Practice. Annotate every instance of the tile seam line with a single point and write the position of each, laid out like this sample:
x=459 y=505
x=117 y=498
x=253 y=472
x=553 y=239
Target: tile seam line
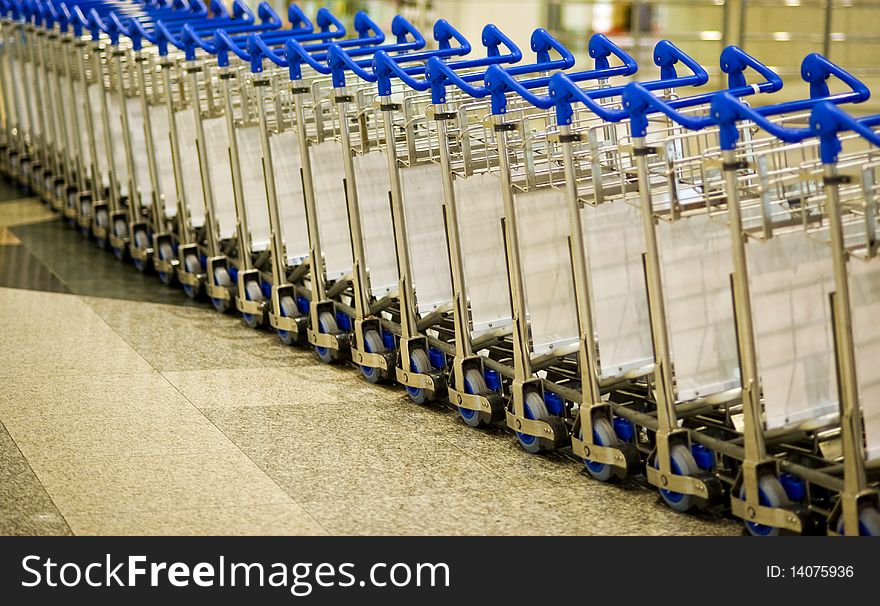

Directions for this task
For each record, return its text exactly and leave any picture out.

Answer to the problem
Practice. Annotate every instance of the tile seam line with a single point and write the position of each, laid out like this sample:
x=459 y=505
x=117 y=498
x=253 y=472
x=553 y=239
Target: tile seam line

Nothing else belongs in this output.